Selection
# 600 or 480



## Rap2 (Dec 17, 2010)

I have decided to solve my grounding issue with my local utility by installing a normal delta/wye transformer between my PV inverter and the service.

I can either use a 480v/480v transformer or the PV inverter can operate at 600 volts and I can use a 600v/480v transformer.

Distance and wire size are not much of a concern, are there any notable advantages to running at 600 volts (transformer cost is about the same).


----------



## Vintage Sounds (Oct 23, 2009)

600v is nice because you can use smaller wires and experience less voltage drop but you're saying neither of these two things are a big deal in your case. If so, I guess it just depends which transformer is easier for you to get. Being in the US I guess a 480 to 480 would be more common. Over here 600v services are the standard in commercial.


----------



## Rap2 (Dec 17, 2010)

the only reason I am putting in the transformer is to solve a grounding requirement by the utility, I guess I was wondering if somehow a higher voltage to lower voltage transformer would be in any way more efficient due to something like the length of the windings or whatever...

Your tasks
**a.** Reproduce the stretch of the transformer thread from "## Vintage Sounds" through "standard in commercial.".
**b.** In the transformer thread, what type of transformer does Rap2 decide to install between the PV inverter and the service?

Extracted records
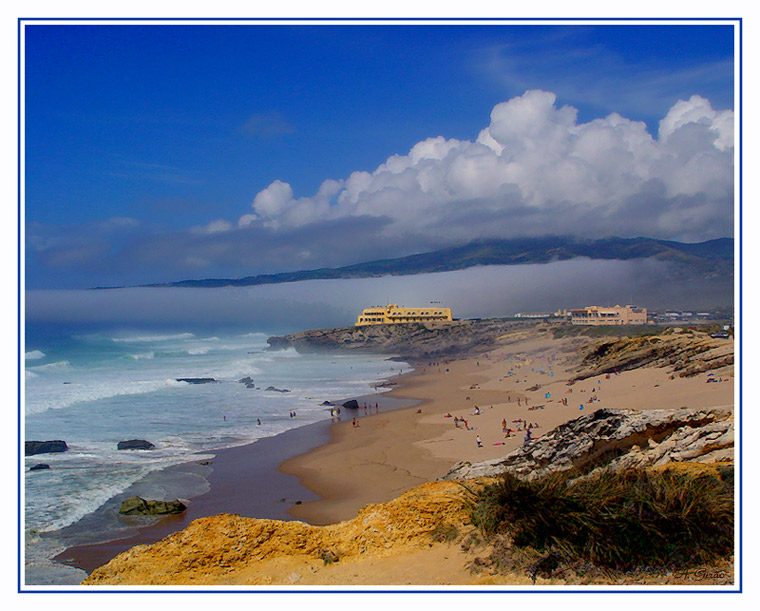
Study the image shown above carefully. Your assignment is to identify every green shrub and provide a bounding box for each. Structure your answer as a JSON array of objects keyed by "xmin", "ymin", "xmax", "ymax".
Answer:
[{"xmin": 472, "ymin": 470, "xmax": 734, "ymax": 569}]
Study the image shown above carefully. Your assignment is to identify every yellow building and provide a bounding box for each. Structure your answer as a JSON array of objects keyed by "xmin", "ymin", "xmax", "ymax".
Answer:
[
  {"xmin": 356, "ymin": 303, "xmax": 453, "ymax": 327},
  {"xmin": 570, "ymin": 305, "xmax": 647, "ymax": 326}
]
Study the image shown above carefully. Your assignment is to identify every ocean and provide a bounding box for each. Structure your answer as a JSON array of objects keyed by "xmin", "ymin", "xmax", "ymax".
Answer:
[{"xmin": 22, "ymin": 324, "xmax": 409, "ymax": 585}]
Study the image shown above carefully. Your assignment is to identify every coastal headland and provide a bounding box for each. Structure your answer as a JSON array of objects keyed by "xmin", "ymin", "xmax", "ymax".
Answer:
[{"xmin": 75, "ymin": 320, "xmax": 734, "ymax": 586}]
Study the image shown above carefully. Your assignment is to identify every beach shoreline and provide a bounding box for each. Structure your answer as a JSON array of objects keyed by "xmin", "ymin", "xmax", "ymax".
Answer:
[
  {"xmin": 57, "ymin": 326, "xmax": 734, "ymax": 584},
  {"xmin": 53, "ymin": 392, "xmax": 414, "ymax": 573}
]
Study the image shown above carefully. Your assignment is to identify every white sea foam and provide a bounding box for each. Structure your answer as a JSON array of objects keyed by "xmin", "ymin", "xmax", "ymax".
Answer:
[
  {"xmin": 111, "ymin": 333, "xmax": 195, "ymax": 343},
  {"xmin": 25, "ymin": 378, "xmax": 186, "ymax": 416},
  {"xmin": 25, "ymin": 331, "xmax": 406, "ymax": 588},
  {"xmin": 27, "ymin": 361, "xmax": 71, "ymax": 373}
]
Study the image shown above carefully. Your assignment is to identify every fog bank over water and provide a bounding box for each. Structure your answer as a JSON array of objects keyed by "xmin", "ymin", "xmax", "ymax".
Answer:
[{"xmin": 26, "ymin": 259, "xmax": 733, "ymax": 332}]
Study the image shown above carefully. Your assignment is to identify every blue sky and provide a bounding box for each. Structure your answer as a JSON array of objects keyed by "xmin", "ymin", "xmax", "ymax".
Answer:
[{"xmin": 24, "ymin": 24, "xmax": 734, "ymax": 288}]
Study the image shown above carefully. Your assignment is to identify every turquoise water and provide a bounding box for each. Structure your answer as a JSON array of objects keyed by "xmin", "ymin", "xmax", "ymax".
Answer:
[{"xmin": 22, "ymin": 326, "xmax": 404, "ymax": 584}]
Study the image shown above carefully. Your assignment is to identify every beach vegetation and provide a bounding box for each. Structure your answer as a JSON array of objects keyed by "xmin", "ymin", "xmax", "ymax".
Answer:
[{"xmin": 471, "ymin": 467, "xmax": 734, "ymax": 574}]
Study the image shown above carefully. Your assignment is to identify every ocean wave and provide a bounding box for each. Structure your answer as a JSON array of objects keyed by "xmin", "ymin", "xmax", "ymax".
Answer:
[
  {"xmin": 111, "ymin": 333, "xmax": 195, "ymax": 343},
  {"xmin": 127, "ymin": 352, "xmax": 156, "ymax": 361},
  {"xmin": 27, "ymin": 361, "xmax": 71, "ymax": 372},
  {"xmin": 25, "ymin": 378, "xmax": 186, "ymax": 415}
]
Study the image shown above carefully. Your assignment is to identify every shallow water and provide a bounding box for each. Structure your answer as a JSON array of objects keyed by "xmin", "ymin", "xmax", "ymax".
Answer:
[{"xmin": 23, "ymin": 327, "xmax": 408, "ymax": 584}]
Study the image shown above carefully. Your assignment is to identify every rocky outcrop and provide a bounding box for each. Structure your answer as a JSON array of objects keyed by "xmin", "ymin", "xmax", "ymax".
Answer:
[
  {"xmin": 83, "ymin": 482, "xmax": 469, "ymax": 585},
  {"xmin": 444, "ymin": 408, "xmax": 734, "ymax": 480},
  {"xmin": 116, "ymin": 439, "xmax": 156, "ymax": 450},
  {"xmin": 24, "ymin": 439, "xmax": 69, "ymax": 456},
  {"xmin": 238, "ymin": 376, "xmax": 256, "ymax": 388},
  {"xmin": 576, "ymin": 329, "xmax": 734, "ymax": 379},
  {"xmin": 267, "ymin": 319, "xmax": 536, "ymax": 358},
  {"xmin": 119, "ymin": 496, "xmax": 187, "ymax": 516},
  {"xmin": 177, "ymin": 378, "xmax": 217, "ymax": 384}
]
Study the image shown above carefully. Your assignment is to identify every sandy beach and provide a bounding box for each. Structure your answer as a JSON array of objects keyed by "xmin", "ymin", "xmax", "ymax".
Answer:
[
  {"xmin": 58, "ymin": 332, "xmax": 734, "ymax": 572},
  {"xmin": 280, "ymin": 334, "xmax": 734, "ymax": 525}
]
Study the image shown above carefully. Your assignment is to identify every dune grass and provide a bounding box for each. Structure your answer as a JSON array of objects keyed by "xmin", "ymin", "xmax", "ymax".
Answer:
[{"xmin": 472, "ymin": 467, "xmax": 734, "ymax": 570}]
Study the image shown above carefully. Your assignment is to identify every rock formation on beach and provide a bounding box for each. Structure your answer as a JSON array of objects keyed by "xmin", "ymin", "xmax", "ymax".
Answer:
[
  {"xmin": 83, "ymin": 482, "xmax": 467, "ymax": 585},
  {"xmin": 444, "ymin": 409, "xmax": 734, "ymax": 480},
  {"xmin": 116, "ymin": 439, "xmax": 156, "ymax": 450},
  {"xmin": 119, "ymin": 496, "xmax": 187, "ymax": 516},
  {"xmin": 24, "ymin": 439, "xmax": 69, "ymax": 456}
]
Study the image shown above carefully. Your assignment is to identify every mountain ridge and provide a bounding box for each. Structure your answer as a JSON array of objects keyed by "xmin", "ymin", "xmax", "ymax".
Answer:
[{"xmin": 104, "ymin": 236, "xmax": 734, "ymax": 288}]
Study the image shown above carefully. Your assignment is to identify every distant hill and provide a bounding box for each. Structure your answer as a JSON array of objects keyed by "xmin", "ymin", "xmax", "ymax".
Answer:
[{"xmin": 135, "ymin": 236, "xmax": 734, "ymax": 288}]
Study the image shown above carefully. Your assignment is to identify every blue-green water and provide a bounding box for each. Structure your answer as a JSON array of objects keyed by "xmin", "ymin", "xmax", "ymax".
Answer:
[{"xmin": 22, "ymin": 325, "xmax": 404, "ymax": 584}]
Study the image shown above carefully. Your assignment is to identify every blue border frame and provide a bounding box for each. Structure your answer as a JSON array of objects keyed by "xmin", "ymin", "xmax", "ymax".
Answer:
[{"xmin": 16, "ymin": 17, "xmax": 744, "ymax": 594}]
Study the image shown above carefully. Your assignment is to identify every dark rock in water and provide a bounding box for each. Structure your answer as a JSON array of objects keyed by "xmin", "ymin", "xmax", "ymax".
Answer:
[
  {"xmin": 238, "ymin": 376, "xmax": 256, "ymax": 388},
  {"xmin": 116, "ymin": 439, "xmax": 156, "ymax": 450},
  {"xmin": 24, "ymin": 439, "xmax": 69, "ymax": 456},
  {"xmin": 119, "ymin": 496, "xmax": 187, "ymax": 516},
  {"xmin": 319, "ymin": 548, "xmax": 340, "ymax": 564}
]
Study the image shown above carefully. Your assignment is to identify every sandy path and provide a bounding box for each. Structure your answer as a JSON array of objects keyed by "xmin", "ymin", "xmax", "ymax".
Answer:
[{"xmin": 281, "ymin": 339, "xmax": 734, "ymax": 524}]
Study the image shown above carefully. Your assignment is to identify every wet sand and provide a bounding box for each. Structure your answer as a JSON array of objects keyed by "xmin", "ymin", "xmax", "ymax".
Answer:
[
  {"xmin": 55, "ymin": 393, "xmax": 414, "ymax": 573},
  {"xmin": 281, "ymin": 336, "xmax": 734, "ymax": 525}
]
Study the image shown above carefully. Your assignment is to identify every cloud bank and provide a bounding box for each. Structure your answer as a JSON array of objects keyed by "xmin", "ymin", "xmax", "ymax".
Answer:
[
  {"xmin": 25, "ymin": 259, "xmax": 733, "ymax": 332},
  {"xmin": 238, "ymin": 90, "xmax": 734, "ymax": 240},
  {"xmin": 27, "ymin": 90, "xmax": 734, "ymax": 286}
]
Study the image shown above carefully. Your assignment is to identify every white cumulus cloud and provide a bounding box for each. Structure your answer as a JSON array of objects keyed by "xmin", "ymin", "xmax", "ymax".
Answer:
[{"xmin": 238, "ymin": 90, "xmax": 734, "ymax": 240}]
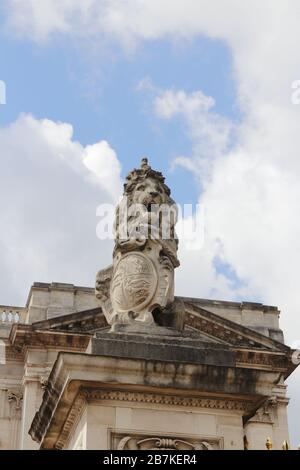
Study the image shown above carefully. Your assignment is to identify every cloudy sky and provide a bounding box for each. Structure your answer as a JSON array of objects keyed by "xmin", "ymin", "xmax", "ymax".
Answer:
[{"xmin": 0, "ymin": 0, "xmax": 300, "ymax": 445}]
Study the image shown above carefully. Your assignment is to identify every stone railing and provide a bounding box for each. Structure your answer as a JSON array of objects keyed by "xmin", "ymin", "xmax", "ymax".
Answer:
[{"xmin": 0, "ymin": 305, "xmax": 26, "ymax": 326}]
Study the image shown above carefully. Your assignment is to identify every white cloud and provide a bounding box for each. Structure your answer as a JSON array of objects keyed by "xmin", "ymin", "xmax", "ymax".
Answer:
[
  {"xmin": 0, "ymin": 115, "xmax": 121, "ymax": 305},
  {"xmin": 3, "ymin": 0, "xmax": 300, "ymax": 444}
]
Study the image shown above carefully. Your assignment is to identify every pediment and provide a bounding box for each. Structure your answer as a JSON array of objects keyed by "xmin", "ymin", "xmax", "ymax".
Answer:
[{"xmin": 33, "ymin": 301, "xmax": 290, "ymax": 352}]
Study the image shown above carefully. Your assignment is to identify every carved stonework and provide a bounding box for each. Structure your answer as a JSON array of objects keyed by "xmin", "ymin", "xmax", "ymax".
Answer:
[
  {"xmin": 249, "ymin": 397, "xmax": 277, "ymax": 424},
  {"xmin": 110, "ymin": 432, "xmax": 222, "ymax": 451},
  {"xmin": 7, "ymin": 390, "xmax": 23, "ymax": 414},
  {"xmin": 82, "ymin": 389, "xmax": 253, "ymax": 413},
  {"xmin": 96, "ymin": 159, "xmax": 184, "ymax": 331}
]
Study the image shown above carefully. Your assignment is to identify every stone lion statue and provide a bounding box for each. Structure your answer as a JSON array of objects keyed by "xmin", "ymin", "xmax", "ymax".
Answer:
[{"xmin": 96, "ymin": 158, "xmax": 182, "ymax": 331}]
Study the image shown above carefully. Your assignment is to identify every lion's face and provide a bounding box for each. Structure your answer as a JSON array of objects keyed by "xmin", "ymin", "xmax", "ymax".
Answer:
[{"xmin": 131, "ymin": 178, "xmax": 171, "ymax": 208}]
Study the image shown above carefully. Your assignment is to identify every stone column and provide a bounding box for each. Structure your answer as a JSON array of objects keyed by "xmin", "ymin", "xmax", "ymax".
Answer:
[{"xmin": 20, "ymin": 350, "xmax": 52, "ymax": 449}]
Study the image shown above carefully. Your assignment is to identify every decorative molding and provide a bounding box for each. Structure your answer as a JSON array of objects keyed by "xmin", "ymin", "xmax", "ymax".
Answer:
[
  {"xmin": 55, "ymin": 391, "xmax": 87, "ymax": 450},
  {"xmin": 86, "ymin": 389, "xmax": 253, "ymax": 411},
  {"xmin": 249, "ymin": 396, "xmax": 278, "ymax": 424},
  {"xmin": 55, "ymin": 388, "xmax": 248, "ymax": 450},
  {"xmin": 110, "ymin": 431, "xmax": 223, "ymax": 451},
  {"xmin": 7, "ymin": 390, "xmax": 23, "ymax": 411}
]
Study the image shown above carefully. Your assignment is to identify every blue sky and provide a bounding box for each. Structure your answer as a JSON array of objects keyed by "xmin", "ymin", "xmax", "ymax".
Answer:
[
  {"xmin": 0, "ymin": 24, "xmax": 239, "ymax": 203},
  {"xmin": 0, "ymin": 0, "xmax": 300, "ymax": 444}
]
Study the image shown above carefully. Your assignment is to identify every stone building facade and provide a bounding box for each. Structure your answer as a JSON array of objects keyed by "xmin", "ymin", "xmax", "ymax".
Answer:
[
  {"xmin": 0, "ymin": 159, "xmax": 296, "ymax": 450},
  {"xmin": 0, "ymin": 283, "xmax": 295, "ymax": 449}
]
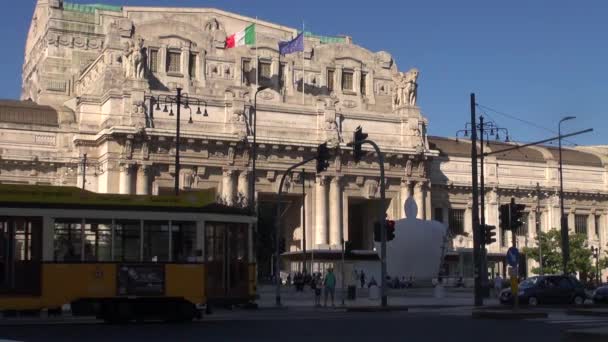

Correct answers
**a.**
## Vintage Sounds (Oct 23, 2009)

600v is nice because you can use smaller wires and experience less voltage drop but you're saying neither of these two things are a big deal in your case. If so, I guess it just depends which transformer is easier for you to get. Being in the US I guess a 480 to 480 would be more common. Over here 600v services are the standard in commercial.

**b.** A normal delta/wye transformer.